» **Task to carry out**
Give an exact transcription limited to the lines from the one with "Pop quiz! Can you mark the barn window" through the end of the entries, including both; no pictures belong in it.

Saved entries:

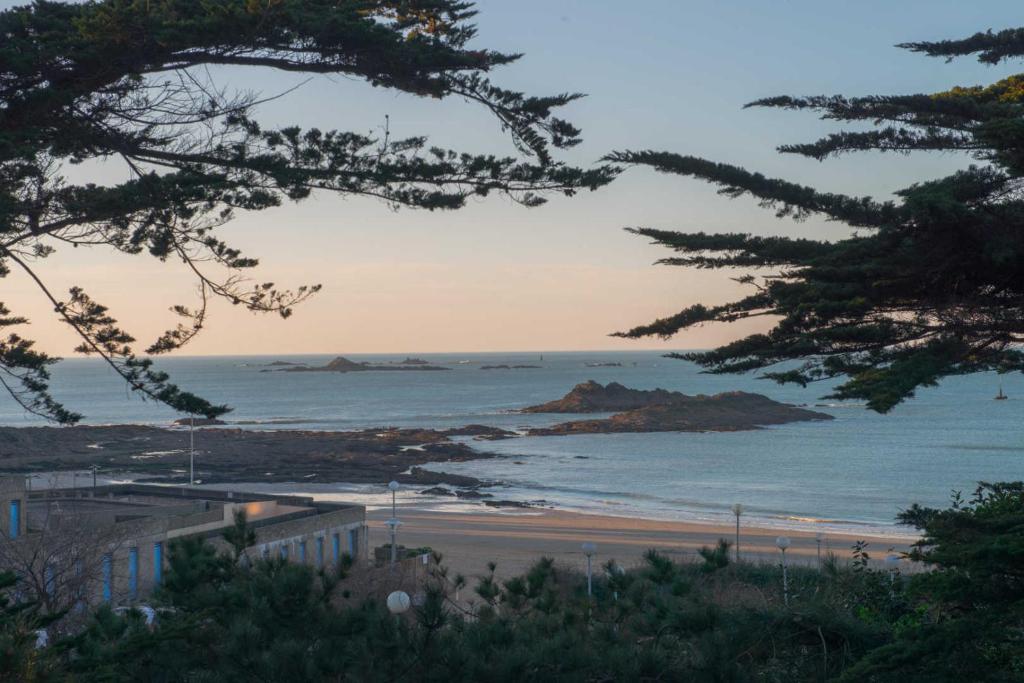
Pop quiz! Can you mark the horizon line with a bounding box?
[52,348,706,360]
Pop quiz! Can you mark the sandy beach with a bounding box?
[367,507,919,579]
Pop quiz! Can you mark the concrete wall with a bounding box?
[3,481,366,608]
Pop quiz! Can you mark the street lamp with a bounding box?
[776,536,791,606]
[387,590,411,618]
[815,532,825,569]
[885,554,901,594]
[731,504,743,561]
[387,481,400,566]
[581,542,597,597]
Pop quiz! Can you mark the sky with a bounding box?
[5,0,1024,355]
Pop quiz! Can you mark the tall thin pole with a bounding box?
[389,483,399,567]
[586,554,593,597]
[731,504,743,562]
[781,548,789,606]
[189,415,195,486]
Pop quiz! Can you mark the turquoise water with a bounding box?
[2,352,1022,534]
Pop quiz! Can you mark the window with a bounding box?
[128,547,138,599]
[102,554,112,602]
[299,540,307,564]
[8,500,19,539]
[153,542,163,584]
[332,534,340,565]
[316,537,324,567]
[348,528,359,558]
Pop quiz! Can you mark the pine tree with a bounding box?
[610,27,1024,412]
[0,1,616,422]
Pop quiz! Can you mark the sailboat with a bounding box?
[995,384,1009,401]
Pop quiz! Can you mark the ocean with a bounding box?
[2,351,1022,536]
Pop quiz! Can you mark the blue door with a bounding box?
[8,500,19,539]
[299,541,307,563]
[316,537,324,567]
[128,548,138,599]
[332,534,340,565]
[348,528,359,558]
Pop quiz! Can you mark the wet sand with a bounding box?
[367,507,918,579]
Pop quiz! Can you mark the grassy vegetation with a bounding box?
[2,483,1022,681]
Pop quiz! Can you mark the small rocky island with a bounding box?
[522,381,832,434]
[265,356,449,373]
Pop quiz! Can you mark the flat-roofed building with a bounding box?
[0,478,366,609]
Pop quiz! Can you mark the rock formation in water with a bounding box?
[522,381,833,434]
[522,381,679,413]
[273,356,449,373]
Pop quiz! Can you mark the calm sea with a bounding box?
[3,352,1022,536]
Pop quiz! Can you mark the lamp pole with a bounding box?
[776,536,791,606]
[885,554,900,597]
[582,542,597,597]
[731,504,743,561]
[815,532,824,569]
[189,415,195,486]
[388,481,400,566]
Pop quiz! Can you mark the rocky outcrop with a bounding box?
[171,417,226,426]
[523,382,833,435]
[481,364,542,370]
[0,425,498,487]
[522,381,679,413]
[274,356,449,373]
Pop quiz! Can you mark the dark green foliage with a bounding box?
[697,538,732,573]
[610,25,1024,412]
[841,482,1024,681]
[0,1,616,423]
[221,508,256,559]
[9,485,1022,680]
[0,569,61,681]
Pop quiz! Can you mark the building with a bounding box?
[0,478,366,608]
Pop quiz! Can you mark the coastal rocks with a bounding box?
[522,380,680,413]
[418,486,456,497]
[523,381,833,435]
[0,426,495,488]
[268,356,449,373]
[171,417,226,427]
[481,364,543,370]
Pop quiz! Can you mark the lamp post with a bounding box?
[90,465,99,490]
[731,504,743,561]
[387,590,411,622]
[189,415,195,486]
[815,532,824,569]
[581,542,597,597]
[885,554,900,596]
[776,536,791,606]
[387,481,400,566]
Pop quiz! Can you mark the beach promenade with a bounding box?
[367,507,918,579]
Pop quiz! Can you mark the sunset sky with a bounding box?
[5,0,1022,355]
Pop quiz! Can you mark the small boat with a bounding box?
[995,384,1008,401]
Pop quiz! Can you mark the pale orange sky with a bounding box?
[5,0,1014,357]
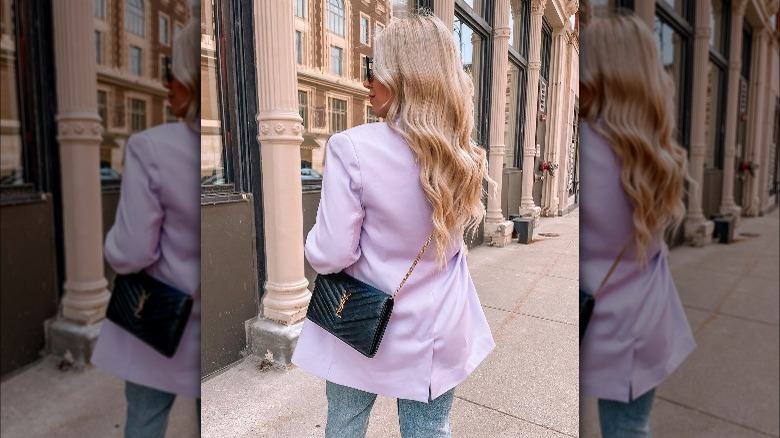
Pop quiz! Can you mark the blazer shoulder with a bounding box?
[341,122,394,143]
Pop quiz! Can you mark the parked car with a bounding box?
[100,167,121,181]
[301,168,322,180]
[201,173,225,185]
[301,168,322,187]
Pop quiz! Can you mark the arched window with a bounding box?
[327,0,345,36]
[125,0,144,36]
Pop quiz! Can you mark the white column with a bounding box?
[53,0,110,325]
[484,0,515,246]
[44,0,110,364]
[758,31,778,212]
[684,0,715,245]
[635,1,655,30]
[245,0,310,365]
[557,28,578,215]
[434,0,455,30]
[254,0,309,325]
[519,0,546,225]
[743,29,769,217]
[541,28,566,217]
[720,0,747,220]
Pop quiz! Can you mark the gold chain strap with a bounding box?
[392,231,435,299]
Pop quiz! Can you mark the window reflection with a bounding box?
[505,64,525,168]
[0,0,23,186]
[654,16,686,142]
[509,0,529,58]
[660,0,687,20]
[201,0,224,185]
[705,61,724,169]
[93,0,184,179]
[454,16,483,145]
[710,0,726,54]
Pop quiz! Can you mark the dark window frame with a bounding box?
[508,0,530,62]
[2,0,65,293]
[655,3,694,150]
[455,0,495,151]
[506,1,529,169]
[707,0,730,170]
[741,20,752,80]
[208,0,267,293]
[540,18,552,81]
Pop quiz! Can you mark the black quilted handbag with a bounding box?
[306,232,433,358]
[105,272,193,358]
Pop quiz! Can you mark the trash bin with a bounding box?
[513,217,533,244]
[508,214,520,238]
[712,215,735,244]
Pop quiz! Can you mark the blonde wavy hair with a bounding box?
[373,13,490,266]
[580,13,690,263]
[172,20,200,132]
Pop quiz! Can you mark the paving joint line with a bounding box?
[455,396,577,437]
[482,305,576,326]
[656,396,779,437]
[682,304,779,328]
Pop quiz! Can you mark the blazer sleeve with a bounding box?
[104,133,164,274]
[305,132,365,274]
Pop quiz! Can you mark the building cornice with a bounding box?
[97,66,168,97]
[297,68,368,96]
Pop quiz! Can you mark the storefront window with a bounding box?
[659,0,688,21]
[704,61,724,169]
[710,0,728,55]
[654,15,689,144]
[202,0,225,185]
[454,15,485,145]
[505,63,526,168]
[509,0,529,59]
[0,0,22,186]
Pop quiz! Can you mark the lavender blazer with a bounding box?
[291,122,495,403]
[92,122,200,398]
[579,122,695,402]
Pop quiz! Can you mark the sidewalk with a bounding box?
[200,211,580,437]
[0,356,199,437]
[581,208,780,437]
[0,211,580,437]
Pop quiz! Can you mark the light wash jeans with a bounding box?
[598,388,656,438]
[325,381,456,438]
[124,381,201,438]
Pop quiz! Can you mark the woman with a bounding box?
[579,13,696,437]
[291,13,495,438]
[91,20,201,438]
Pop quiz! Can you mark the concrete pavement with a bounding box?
[581,208,780,437]
[4,208,775,437]
[200,211,580,437]
[0,356,199,437]
[1,210,581,437]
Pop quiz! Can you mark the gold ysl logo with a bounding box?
[133,291,151,318]
[335,291,351,318]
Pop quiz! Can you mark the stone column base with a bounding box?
[684,219,714,247]
[519,205,542,228]
[484,220,514,247]
[743,202,760,218]
[245,317,304,366]
[720,204,742,229]
[45,317,103,365]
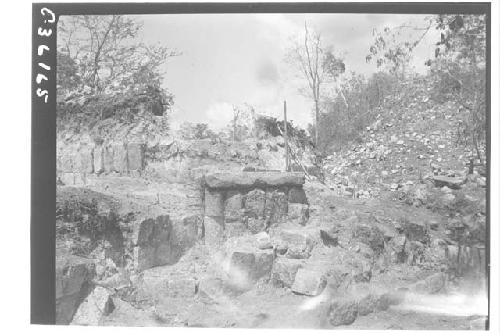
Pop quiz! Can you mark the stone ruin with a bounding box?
[201,171,310,245]
[57,142,145,185]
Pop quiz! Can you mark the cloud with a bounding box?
[206,102,235,130]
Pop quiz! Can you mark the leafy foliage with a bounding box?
[427,15,486,162]
[179,122,217,140]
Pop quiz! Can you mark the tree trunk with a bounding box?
[314,99,319,147]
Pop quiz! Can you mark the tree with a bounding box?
[366,20,433,80]
[287,22,345,146]
[429,15,486,163]
[58,15,179,95]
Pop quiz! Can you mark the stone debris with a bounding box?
[291,268,327,296]
[71,286,114,326]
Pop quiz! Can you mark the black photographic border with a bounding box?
[31,1,492,326]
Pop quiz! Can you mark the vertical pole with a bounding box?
[284,100,289,172]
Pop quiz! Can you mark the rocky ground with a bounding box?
[55,78,487,329]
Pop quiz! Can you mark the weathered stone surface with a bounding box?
[255,232,272,249]
[328,299,358,326]
[253,250,274,280]
[113,144,128,173]
[288,186,308,204]
[433,175,465,189]
[127,142,145,171]
[135,215,179,271]
[245,189,266,219]
[403,220,429,243]
[204,216,224,246]
[280,229,315,259]
[204,189,224,218]
[271,257,303,288]
[71,286,114,326]
[103,145,114,173]
[229,251,256,287]
[288,203,310,225]
[357,293,390,316]
[291,268,327,296]
[204,172,305,189]
[248,217,266,234]
[320,228,339,247]
[93,145,105,174]
[170,215,201,257]
[75,146,94,173]
[166,277,197,298]
[264,189,288,225]
[224,191,243,213]
[60,152,75,172]
[56,255,96,324]
[224,222,247,238]
[413,272,446,294]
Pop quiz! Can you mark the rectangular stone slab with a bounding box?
[204,172,305,189]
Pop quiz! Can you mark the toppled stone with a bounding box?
[291,268,327,296]
[204,172,305,189]
[413,272,446,294]
[271,257,303,288]
[357,293,391,316]
[288,203,310,225]
[279,229,315,259]
[327,298,358,326]
[56,255,96,324]
[433,175,465,189]
[71,286,114,326]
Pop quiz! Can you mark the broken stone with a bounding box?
[433,175,465,189]
[56,255,96,324]
[403,220,429,243]
[224,222,247,238]
[327,298,358,326]
[271,257,303,288]
[280,229,315,259]
[71,286,114,326]
[287,203,310,225]
[413,272,446,294]
[291,268,327,296]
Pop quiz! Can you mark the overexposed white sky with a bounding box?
[133,14,439,129]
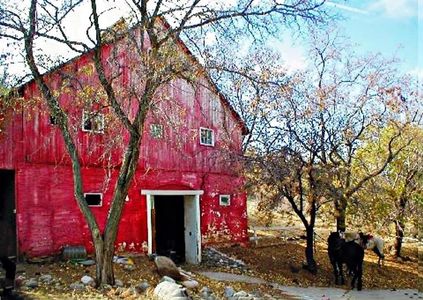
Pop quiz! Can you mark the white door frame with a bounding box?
[141,190,203,263]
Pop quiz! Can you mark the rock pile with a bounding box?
[202,248,248,271]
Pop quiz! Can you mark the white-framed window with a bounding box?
[82,110,105,133]
[200,127,214,146]
[150,123,163,139]
[219,195,231,206]
[84,193,103,207]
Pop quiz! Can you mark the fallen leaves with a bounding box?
[14,236,419,299]
[218,237,419,290]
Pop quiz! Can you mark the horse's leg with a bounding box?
[333,262,339,284]
[330,257,340,285]
[350,264,357,289]
[373,247,384,267]
[339,262,345,285]
[357,261,363,291]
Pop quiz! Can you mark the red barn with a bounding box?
[0,22,248,264]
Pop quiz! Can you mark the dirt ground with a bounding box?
[12,234,419,300]
[217,237,420,289]
[7,200,420,299]
[16,252,292,299]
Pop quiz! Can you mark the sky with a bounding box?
[1,0,421,81]
[278,0,422,77]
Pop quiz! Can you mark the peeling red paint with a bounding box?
[0,26,248,257]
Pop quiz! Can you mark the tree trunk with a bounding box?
[304,226,317,274]
[336,210,346,232]
[336,198,348,232]
[94,239,104,285]
[394,197,407,258]
[100,247,115,285]
[91,235,115,286]
[394,220,405,258]
[96,133,142,285]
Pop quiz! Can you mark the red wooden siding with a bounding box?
[14,166,246,256]
[0,109,23,169]
[20,75,243,173]
[0,24,248,257]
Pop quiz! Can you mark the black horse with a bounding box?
[328,231,364,290]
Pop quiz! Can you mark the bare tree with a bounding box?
[0,0,328,285]
[229,28,417,272]
[267,29,416,232]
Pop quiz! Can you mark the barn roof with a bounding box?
[17,17,249,135]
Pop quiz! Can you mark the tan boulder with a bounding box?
[154,256,188,282]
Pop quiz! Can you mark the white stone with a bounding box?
[70,282,85,290]
[39,274,53,284]
[233,291,248,297]
[115,279,124,287]
[25,278,39,288]
[181,280,199,289]
[81,275,94,285]
[224,286,235,298]
[136,281,150,292]
[154,281,189,299]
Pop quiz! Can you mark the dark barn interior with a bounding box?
[154,195,185,263]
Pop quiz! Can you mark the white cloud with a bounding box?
[408,68,423,79]
[325,1,369,15]
[368,0,420,19]
[200,0,238,9]
[268,37,307,73]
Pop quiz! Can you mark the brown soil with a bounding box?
[13,237,419,299]
[217,237,419,289]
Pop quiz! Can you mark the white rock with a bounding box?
[81,275,94,285]
[115,279,124,287]
[70,282,85,290]
[181,280,199,289]
[39,274,53,284]
[233,291,248,297]
[224,286,235,298]
[136,281,150,293]
[25,278,39,288]
[154,281,189,299]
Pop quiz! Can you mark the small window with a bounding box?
[219,195,231,206]
[82,110,104,133]
[200,127,214,146]
[150,124,163,139]
[84,193,103,207]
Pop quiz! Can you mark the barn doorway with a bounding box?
[154,195,185,262]
[142,190,202,264]
[0,170,17,257]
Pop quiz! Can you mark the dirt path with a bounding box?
[198,271,267,284]
[273,285,421,300]
[198,270,422,300]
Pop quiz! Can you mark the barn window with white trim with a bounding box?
[200,127,214,146]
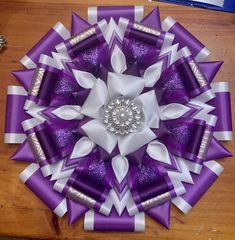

» **Response area**
Pop quiz! Can you mark the barn window with white trim with a bounding box?
[200,127,214,146]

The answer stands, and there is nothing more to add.